** Opening DATA RECORDS block **
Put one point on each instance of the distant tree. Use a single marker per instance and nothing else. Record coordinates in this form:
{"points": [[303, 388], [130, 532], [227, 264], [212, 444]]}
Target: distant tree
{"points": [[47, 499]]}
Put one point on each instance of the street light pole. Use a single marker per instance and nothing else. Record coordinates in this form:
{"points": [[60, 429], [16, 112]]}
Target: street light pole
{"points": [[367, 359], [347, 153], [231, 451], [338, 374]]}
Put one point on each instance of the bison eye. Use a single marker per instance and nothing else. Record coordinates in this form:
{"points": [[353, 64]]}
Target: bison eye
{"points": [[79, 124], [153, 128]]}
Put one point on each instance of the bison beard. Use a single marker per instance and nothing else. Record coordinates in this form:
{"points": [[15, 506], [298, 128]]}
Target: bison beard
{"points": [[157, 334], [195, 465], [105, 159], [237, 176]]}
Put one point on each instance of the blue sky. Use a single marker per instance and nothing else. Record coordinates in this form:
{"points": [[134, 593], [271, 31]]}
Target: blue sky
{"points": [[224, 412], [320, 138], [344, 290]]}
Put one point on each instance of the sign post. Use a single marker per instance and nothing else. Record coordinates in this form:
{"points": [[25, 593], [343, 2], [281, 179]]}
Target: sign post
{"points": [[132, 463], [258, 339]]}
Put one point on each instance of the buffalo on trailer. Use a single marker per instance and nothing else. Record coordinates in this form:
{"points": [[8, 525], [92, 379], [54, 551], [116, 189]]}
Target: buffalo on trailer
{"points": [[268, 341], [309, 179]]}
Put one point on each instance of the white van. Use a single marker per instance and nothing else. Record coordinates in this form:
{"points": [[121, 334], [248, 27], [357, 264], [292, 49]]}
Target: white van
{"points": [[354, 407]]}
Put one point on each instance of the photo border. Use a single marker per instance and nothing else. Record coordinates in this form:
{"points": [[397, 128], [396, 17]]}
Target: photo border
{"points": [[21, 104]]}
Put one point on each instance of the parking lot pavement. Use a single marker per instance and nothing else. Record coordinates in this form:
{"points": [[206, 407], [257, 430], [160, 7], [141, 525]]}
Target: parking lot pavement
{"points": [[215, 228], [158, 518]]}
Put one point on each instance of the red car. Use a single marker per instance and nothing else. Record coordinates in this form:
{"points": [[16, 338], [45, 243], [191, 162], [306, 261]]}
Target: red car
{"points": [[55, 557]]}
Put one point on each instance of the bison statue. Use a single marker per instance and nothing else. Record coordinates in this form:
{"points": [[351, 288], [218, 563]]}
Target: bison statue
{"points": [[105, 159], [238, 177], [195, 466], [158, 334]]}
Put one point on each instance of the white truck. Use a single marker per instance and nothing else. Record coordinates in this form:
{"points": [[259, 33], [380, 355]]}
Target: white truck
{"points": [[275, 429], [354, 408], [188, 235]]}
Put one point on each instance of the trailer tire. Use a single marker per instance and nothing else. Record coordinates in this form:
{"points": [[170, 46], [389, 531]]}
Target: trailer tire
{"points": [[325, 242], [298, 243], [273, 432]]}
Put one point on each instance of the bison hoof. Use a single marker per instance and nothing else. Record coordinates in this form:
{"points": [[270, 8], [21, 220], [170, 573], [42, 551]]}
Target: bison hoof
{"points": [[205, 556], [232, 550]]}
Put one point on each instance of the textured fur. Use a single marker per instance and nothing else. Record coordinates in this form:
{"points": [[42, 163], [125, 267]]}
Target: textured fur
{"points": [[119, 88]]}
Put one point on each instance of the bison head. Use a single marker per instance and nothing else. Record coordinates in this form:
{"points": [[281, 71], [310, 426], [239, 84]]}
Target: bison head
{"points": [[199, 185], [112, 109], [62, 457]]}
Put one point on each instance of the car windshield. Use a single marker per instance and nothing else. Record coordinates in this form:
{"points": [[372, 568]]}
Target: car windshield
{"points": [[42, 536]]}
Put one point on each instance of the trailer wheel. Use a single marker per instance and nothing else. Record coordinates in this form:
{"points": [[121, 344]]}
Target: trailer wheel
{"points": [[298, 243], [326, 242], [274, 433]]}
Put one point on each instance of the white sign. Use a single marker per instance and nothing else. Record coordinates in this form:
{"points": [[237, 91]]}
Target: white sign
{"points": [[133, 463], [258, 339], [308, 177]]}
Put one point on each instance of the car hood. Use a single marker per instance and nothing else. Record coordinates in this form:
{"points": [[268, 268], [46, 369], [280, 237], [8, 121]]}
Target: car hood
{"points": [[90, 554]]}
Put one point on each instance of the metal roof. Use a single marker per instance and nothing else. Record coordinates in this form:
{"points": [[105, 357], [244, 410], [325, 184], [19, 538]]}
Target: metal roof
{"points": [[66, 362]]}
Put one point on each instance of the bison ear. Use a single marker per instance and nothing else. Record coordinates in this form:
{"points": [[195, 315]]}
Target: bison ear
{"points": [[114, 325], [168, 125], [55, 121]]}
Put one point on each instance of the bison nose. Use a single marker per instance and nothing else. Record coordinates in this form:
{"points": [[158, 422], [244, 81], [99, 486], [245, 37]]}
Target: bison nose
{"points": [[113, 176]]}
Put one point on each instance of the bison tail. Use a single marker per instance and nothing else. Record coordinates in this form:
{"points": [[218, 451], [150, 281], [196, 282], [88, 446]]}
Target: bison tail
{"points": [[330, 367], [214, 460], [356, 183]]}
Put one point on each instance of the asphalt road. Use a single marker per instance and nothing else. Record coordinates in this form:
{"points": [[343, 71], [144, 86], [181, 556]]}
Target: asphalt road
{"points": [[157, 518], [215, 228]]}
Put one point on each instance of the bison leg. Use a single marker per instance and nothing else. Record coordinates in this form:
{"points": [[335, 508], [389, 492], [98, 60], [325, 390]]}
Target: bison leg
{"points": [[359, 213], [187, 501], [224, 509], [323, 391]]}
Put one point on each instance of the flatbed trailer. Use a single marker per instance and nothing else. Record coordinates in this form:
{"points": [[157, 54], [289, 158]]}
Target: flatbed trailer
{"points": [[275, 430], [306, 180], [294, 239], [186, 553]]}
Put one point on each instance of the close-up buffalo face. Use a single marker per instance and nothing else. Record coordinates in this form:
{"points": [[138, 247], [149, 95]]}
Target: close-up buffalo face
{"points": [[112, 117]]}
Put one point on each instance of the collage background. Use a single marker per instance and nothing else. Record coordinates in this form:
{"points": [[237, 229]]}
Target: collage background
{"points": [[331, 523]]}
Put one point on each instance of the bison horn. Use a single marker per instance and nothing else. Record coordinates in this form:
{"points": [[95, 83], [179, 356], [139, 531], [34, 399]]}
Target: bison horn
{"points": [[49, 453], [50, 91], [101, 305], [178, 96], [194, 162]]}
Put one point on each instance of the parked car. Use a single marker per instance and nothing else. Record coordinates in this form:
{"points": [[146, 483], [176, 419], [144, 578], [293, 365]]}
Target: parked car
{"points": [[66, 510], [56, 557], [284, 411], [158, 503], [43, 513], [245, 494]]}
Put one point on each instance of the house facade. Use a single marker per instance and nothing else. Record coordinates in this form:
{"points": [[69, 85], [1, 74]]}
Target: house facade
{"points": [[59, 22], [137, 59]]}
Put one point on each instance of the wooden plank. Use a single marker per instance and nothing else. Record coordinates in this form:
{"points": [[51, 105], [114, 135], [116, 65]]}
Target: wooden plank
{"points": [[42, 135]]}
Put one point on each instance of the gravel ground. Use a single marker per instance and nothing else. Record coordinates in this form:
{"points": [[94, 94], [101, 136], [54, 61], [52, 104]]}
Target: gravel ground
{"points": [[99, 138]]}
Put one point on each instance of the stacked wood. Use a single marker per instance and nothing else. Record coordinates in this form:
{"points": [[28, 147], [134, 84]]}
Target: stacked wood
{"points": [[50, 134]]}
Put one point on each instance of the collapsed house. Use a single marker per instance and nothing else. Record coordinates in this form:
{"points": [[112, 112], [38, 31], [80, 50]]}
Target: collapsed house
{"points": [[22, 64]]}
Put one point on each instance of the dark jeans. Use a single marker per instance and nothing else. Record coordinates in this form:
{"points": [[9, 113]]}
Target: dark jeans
** Closing DATA RECORDS block **
- TASK -
Search the entries for "dark" and copy out each line that has it.

- EXERCISE RESULT -
Put one point on each instance of the dark jeans. Use a single marker per instance and nothing else. Record coordinates in this form:
Target: dark jeans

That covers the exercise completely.